Transcribe each line below verbatim; pictures excluded.

Start of Given records

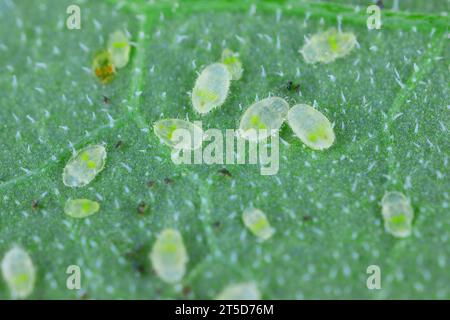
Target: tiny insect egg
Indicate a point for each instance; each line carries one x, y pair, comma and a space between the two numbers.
263, 118
211, 88
240, 291
327, 46
19, 272
233, 63
169, 256
179, 134
80, 208
311, 126
397, 214
119, 48
84, 166
256, 221
103, 67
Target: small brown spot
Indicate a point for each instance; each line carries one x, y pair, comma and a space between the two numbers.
224, 172
106, 100
168, 181
142, 207
35, 204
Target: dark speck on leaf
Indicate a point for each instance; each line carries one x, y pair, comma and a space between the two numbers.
186, 290
291, 86
119, 144
225, 172
34, 204
168, 181
142, 207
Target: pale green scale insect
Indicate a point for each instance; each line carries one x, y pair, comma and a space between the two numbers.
119, 47
211, 88
169, 256
19, 272
327, 46
84, 166
179, 134
264, 118
80, 208
256, 221
240, 291
397, 214
311, 126
233, 63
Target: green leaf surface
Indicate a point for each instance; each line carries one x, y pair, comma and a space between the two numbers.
388, 100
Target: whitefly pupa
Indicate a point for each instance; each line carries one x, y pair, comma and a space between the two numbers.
169, 256
80, 208
84, 166
327, 46
263, 118
256, 221
397, 214
119, 48
311, 126
19, 272
211, 88
233, 63
179, 134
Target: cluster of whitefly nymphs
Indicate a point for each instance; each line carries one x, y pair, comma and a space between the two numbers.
169, 256
116, 56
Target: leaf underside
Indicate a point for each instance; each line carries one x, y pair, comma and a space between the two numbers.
387, 99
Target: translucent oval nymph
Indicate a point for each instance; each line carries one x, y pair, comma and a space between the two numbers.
84, 166
103, 67
397, 214
240, 291
80, 208
119, 48
233, 63
256, 221
19, 272
311, 126
263, 118
169, 256
327, 46
211, 88
179, 134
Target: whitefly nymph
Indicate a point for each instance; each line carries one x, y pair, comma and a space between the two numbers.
84, 166
211, 88
169, 256
397, 214
311, 126
263, 118
233, 63
80, 208
256, 221
19, 272
119, 48
327, 46
179, 134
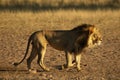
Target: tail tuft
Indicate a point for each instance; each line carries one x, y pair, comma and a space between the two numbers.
15, 64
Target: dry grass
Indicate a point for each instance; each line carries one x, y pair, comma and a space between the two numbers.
102, 62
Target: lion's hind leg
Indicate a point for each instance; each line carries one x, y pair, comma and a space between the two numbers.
30, 59
78, 59
41, 55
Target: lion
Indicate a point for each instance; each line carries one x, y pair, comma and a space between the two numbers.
72, 42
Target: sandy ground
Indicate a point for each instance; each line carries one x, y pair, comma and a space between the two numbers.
100, 63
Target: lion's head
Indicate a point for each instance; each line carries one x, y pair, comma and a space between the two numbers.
94, 36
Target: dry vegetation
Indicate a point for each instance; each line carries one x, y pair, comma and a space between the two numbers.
100, 63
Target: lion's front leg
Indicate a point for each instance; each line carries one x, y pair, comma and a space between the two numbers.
69, 63
78, 59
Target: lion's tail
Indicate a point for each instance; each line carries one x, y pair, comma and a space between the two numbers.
28, 45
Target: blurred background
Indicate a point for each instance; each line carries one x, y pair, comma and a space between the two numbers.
37, 5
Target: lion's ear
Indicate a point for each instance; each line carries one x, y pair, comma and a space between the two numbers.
91, 29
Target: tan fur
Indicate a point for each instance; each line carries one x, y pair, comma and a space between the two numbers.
72, 42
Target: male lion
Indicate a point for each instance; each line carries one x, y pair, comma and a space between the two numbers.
72, 42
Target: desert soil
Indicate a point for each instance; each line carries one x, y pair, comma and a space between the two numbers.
99, 63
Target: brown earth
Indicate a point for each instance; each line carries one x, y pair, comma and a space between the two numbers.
100, 63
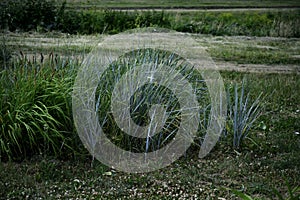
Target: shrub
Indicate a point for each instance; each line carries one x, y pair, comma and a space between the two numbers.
28, 15
35, 102
242, 113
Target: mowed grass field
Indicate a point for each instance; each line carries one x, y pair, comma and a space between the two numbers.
180, 4
266, 164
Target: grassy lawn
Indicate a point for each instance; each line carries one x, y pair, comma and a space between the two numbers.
80, 4
256, 169
48, 159
268, 159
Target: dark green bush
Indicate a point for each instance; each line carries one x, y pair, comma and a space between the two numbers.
28, 15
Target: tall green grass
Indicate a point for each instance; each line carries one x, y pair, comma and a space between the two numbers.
36, 115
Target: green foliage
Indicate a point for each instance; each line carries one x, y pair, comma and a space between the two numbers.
109, 21
242, 113
28, 15
36, 112
144, 98
252, 23
293, 193
5, 53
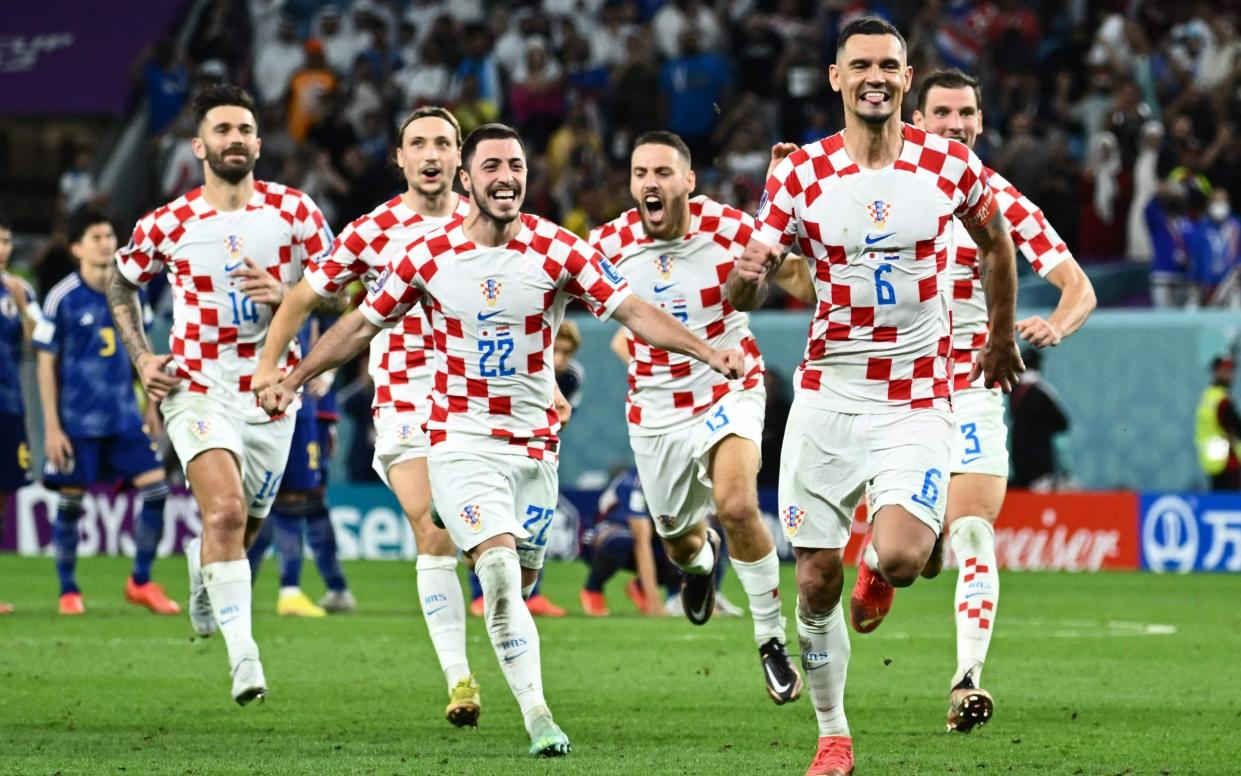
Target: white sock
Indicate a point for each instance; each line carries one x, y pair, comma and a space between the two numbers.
978, 594
760, 579
511, 630
825, 661
703, 561
443, 609
228, 589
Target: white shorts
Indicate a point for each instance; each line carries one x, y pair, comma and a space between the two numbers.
979, 443
196, 424
830, 458
479, 496
398, 436
675, 468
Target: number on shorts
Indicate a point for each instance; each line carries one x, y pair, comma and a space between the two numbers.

End of Given records

### Exercise answer:
Target: tiny insect egg
Indicate a point for each instance; each line carries one x, y pair, comma and a space between the two numbers.
263, 118
211, 88
240, 291
327, 46
19, 272
233, 63
169, 256
179, 134
80, 208
311, 126
397, 214
119, 48
84, 166
256, 221
103, 67
Target: small brown spot
Indicate a point for each instance; each line carries one x, y pair, comma and a space between the two numbers.
224, 172
106, 100
168, 181
142, 207
35, 204
Target: dark speck on leaf
Indicate a point for each instance; each line carries one x, y pair, comma and a space between the two numbers.
186, 290
291, 86
119, 144
225, 172
34, 204
168, 181
142, 207
Target: pale green scale insect
Indicate a point for each instance; each line carries one x, y pair, comma and a space between the two numbers.
119, 47
211, 88
169, 256
19, 272
327, 46
84, 166
179, 134
264, 118
80, 208
256, 221
240, 291
397, 214
311, 126
233, 63
Target: green leaf surface
Indicate a point for each instance; each line carries one x, y pair, comma and a space between the two numbers.
388, 100
Target: whitefly pupa
Indicate a point for each instance; each line carries one x, y pair, comma and a space between the two numbers.
169, 256
80, 208
84, 166
327, 46
263, 118
256, 221
397, 214
119, 48
311, 126
19, 272
211, 88
233, 63
179, 134
Target: cluster of whitefly nymphs
Indicate a point for each instance; each line carries one x, y pair, comma and a space between the two numbers.
169, 256
116, 56
Target: leaf underside
Indicate a point for each instance; each line carries one x, y pair, comma and a space between the two numbers.
387, 99
Target: translucent oval nymph
Indicate a point for each instance; each line carries one x, y pair, comma and a space between the two numbers.
84, 166
103, 67
397, 214
240, 291
80, 208
119, 48
233, 63
256, 221
19, 272
311, 126
263, 118
169, 256
327, 46
211, 88
179, 134
Target: whitefly nymph
Indicate a point for each instance; each line carries one x, y pair, comma and a space between the two numbers.
84, 166
211, 88
169, 256
397, 214
311, 126
263, 118
233, 63
80, 208
256, 221
19, 272
119, 48
327, 46
179, 134
Target: tail tuft
Indicate a point for each instance; each line carries one x, y pair, comma and a space between the two numbers.
15, 64
Target: dry grass
Indicate a point for each instance; each line carries one x, y pair, comma and a space between the two numbers.
102, 62
Target: lion's hind leg
Indicate a point for each instance; each line carries one x, y pair, comma and a space between the two numbers.
30, 59
78, 59
41, 55
Target: lion
Indicate a point for each instance; each line carries one x, y pair, comma and a space between the two numbers.
72, 42
Target: sandy ground
Indicate a point for each instance; each line carries one x, y pair, comma and a space between the two numbers.
100, 63
Target: lion's head
Indicate a point for each instance; each line carries one x, y pair, comma and a space between the two numbers.
94, 36
Target: dry vegetation
Indicate a point for each instance; each line carries one x, y pair, comma and a space between the two numbers.
100, 63
Target: lion's front leg
Indicate a point for each instance; each line carries one x, y pair, comma and a space between the two numbers.
69, 63
78, 59
Target: lion's tail
Indicate a point for each instance; each line carries one x, y pair, comma and a space between the two numbers.
28, 45
Target: blurred background
Indicate a point for each instance; each line carries one x, y pair, comma and a space between the two numbers.
37, 5
Target: lion's ear
Indicate a point for each instance; each line carries one x, y pair, comma and a space between the two numbers.
91, 29
Target: tan fur
Indicate a point for each instance; each line carries one x, y pair, comma and a space between the two numbers.
72, 42
Target: male lion
Indicate a point for each instance; each line carries one x, y pair, comma and a space between the two numbers.
72, 42
Target: desert soil
Indicate a point for each instance; each line carries one x, y pair, comma and a space between the two numbers.
99, 63
Target: brown earth
Indicate a point for each instance; each line carries one x, y pair, comma and a space between the two numbers.
100, 63
Target: shrub
Indicate a point for each instance; each line carries one x, y pair, comma and a space between the two numbers.
28, 15
35, 102
242, 113
Target: mowed grass field
Indicate a point for each instance; each line carries one x, y pair, comma and a space between the two numbers.
180, 4
266, 164
Target: grassy lawn
Indicate a point for each instance; each line carries one x, y pair, comma and a space between the two numbers.
80, 4
256, 169
48, 159
268, 159
Target: dark green bush
Indicate a point for each instance; each line carries one x, y pair, comma and a space between the two numbers.
28, 15
Target: tall green grass
Indicate a point for each instance; each line carries one x, y pair, comma and a space between the two numbers.
36, 115
Target: green foliage
Indicate a point for each instance; each line carries one x, y pair, comma and a space between the two numbers.
109, 21
242, 113
28, 15
36, 112
144, 98
252, 23
293, 193
5, 53
Target: white sock
Indicate a point for each instance; each line carries one x, y pair, comma and a space between the two numbers.
978, 594
760, 579
511, 630
825, 661
703, 561
443, 609
228, 589
Target: white shorts
Indicate a point for each instance; each line carries one x, y pair, comma and a space between the two numbers.
979, 443
196, 424
830, 458
479, 496
398, 436
675, 468
Target: number on shorts
Indicate a point for each instance; each line carries one x, y pair, comma and a space between the two numbers.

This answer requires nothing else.